*** EXTRACT PROVIDED ***
Finally, since Martin seems to be having difficulty diagnosing the reasons for his increased majority at the last General Election, perhaps he won’t mind if I spell it out for him: PEOPLE VOTED LIB DEM AS THEY THOUGHT IT WOULD HELP KEEP THE TORIES OUT!  Thus, in practice, Martin attracted scores of tactical votes, in particular from, but not limited to, Labour (whose percentage of the vote declined significantly), while Green voters also turned temporarily yellow, assuming – erroneously as it turned out – that the Lib Dems represented the relative left-of-centre vote.  Martin knows there’s every chance that these voters will desert him at the next General Election, and hence his efforts to accrue as much political capital as he thinks he can get away with by backing local campaigns against the cuts.  It’s part of our job to ensure he doesn’t get away with it.


One comment

  1. Just for the record, people:

    1. Yes, cuts are necessary because we’ve been spending £150 billion more than we’re raising as a government; no I don’t like them either and I particularly don’t like the way the Tories have done them locally (not inconsistent as you suggest: not one library has been closed by a LibDem council anywhere in the UK. There is some local choice here).
*** End of EXTRACT PROVIDED ***
▶ [YOUR TASKS]
(A) Print, word for word, the part of the passage on Martin's election majority that opens with the words containing "Finally, since Martin" and closes with "away with it.".
(B) Proceed with the passage on Martin's election majority, writing on from the point where it stops.
The material that comes next is not needed here.
*** DATA FOR ANALYSIS ***
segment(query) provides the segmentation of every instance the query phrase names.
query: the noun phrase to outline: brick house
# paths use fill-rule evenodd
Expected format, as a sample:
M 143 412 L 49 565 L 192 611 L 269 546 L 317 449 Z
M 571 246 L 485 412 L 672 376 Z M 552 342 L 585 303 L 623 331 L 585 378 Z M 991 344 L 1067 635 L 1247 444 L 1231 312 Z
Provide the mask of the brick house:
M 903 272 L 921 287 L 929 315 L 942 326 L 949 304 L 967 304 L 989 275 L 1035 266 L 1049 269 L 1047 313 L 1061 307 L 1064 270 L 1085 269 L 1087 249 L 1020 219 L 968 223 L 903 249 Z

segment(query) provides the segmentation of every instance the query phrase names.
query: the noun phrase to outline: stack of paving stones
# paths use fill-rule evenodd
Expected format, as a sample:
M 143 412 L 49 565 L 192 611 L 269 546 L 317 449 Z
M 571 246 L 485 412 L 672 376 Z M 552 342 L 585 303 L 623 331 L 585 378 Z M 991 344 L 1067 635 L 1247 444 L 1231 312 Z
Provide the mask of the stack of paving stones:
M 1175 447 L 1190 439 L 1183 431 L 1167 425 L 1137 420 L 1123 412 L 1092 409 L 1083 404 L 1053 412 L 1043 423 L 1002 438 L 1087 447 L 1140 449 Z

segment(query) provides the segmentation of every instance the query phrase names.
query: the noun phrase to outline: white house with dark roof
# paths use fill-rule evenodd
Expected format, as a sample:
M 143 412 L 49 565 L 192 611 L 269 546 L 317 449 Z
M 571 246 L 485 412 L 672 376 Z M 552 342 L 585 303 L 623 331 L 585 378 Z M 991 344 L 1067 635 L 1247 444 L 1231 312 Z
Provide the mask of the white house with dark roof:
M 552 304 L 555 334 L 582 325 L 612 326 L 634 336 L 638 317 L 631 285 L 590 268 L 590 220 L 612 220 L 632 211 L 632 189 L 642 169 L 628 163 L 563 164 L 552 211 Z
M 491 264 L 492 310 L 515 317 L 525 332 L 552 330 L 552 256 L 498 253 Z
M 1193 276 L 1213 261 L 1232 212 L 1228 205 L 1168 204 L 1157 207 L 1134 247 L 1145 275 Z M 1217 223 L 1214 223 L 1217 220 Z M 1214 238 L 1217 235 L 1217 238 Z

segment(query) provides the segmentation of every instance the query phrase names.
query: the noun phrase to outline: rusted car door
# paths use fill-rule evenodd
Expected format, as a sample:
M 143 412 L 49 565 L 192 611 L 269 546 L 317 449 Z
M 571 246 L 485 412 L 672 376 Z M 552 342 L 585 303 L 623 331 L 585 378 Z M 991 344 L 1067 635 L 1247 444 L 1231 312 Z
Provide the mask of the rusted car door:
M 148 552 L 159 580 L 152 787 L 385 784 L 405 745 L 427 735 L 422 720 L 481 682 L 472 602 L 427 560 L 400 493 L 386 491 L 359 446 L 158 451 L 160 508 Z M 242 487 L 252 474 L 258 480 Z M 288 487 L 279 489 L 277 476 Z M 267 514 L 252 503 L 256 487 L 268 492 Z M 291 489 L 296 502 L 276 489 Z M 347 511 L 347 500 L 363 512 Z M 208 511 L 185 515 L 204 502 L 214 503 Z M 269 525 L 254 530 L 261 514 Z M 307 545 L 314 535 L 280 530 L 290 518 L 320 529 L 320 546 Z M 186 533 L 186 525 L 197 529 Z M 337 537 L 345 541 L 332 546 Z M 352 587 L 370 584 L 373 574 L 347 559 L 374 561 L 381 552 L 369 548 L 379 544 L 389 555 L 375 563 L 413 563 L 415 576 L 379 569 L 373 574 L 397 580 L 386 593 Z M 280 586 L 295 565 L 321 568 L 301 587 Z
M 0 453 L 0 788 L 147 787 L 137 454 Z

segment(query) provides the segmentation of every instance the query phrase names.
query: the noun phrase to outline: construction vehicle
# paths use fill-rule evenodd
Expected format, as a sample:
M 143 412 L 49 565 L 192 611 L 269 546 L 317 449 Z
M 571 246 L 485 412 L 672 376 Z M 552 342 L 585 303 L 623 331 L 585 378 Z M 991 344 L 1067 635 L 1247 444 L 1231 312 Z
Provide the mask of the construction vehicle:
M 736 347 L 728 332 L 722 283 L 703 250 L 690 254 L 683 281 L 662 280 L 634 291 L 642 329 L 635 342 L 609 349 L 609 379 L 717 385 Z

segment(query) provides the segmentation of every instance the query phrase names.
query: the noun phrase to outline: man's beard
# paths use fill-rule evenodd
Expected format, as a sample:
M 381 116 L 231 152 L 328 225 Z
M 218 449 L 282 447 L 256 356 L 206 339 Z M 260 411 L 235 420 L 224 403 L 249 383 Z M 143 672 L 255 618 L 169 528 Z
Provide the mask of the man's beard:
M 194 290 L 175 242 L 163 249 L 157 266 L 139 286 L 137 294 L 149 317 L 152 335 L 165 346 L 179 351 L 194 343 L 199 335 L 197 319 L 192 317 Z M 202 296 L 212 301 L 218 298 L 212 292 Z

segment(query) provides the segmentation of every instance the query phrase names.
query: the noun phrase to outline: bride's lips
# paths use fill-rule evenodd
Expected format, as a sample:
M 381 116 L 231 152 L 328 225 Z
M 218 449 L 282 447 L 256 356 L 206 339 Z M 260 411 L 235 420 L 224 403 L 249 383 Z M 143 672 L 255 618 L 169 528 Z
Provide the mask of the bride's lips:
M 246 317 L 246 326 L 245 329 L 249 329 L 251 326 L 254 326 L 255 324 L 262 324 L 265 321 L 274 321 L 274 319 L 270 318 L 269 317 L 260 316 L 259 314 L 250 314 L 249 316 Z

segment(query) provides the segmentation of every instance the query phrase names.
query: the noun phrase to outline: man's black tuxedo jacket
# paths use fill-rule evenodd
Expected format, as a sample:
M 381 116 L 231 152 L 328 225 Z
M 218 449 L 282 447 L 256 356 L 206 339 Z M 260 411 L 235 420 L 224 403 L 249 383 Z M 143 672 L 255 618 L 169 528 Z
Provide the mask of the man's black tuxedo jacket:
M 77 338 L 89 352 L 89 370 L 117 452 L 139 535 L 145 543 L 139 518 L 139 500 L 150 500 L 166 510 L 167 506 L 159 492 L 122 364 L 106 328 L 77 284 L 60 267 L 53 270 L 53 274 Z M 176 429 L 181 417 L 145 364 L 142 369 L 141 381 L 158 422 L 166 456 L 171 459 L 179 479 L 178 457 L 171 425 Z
*** End of DATA FOR ANALYSIS ***
▶ [ANSWERS TO THE TASKS]
(A)
Finally, since Martin seems to be having difficulty diagnosing the reasons for his increased majority at the last General Election, perhaps he won’t mind if I spell it out for him: PEOPLE VOTED LIB DEM AS THEY THOUGHT IT WOULD HELP KEEP THE TORIES OUT!  Thus, in practice, Martin attracted scores of tactical votes, in particular from, but not limited to, Labour (whose percentage of the vote declined significantly), while Green voters also turned temporarily yellow, assuming – erroneously as it turned out – that the Lib Dems represented the relative left-of-centre vote.  Martin knows there’s every chance that these voters will desert him at the next General Election, and hence his efforts to accrue as much political capital as he thinks he can get away with by backing local campaigns against the cuts.  It’s part of our job to ensure he doesn’t get away with it.

(B)
    2. You may have noticed that after the LibDem conference stood up for the NHS, the so-called privatisation elements of Lansley’s plans have gone into reverse. I didn’t vote for it first time round anyway.

    3. Unemployment is falling. Public sector job cuts – which are very painful – haven’t stopped new jobs in the private sector

    4. We’re projecting far more extra public revenue from a crackdown on tax avoidance and evasion than under Labour

    5. I just don’t agree that ‘vital public services’ are always best run by the state. Is palliative care in Cheltenham bad because it’s run by Sue Ryder Care? Or cancer screening by the Cobalt charity? Will post office and royal mail employees having a real say in how their businesses are run for the first time make those better or worse? (I’d doubt if you could get worse than Royal Mail’s current management). That doesn’t mean it’s always right – I’ve criticised the south-west NHS for rushing community healthcare into a version of ‘social enterprise’ – but just to oppose it on ideological grounds is silly. Liberals and many socialists have supported more democratic co-operative and mutual ownership for more than a century.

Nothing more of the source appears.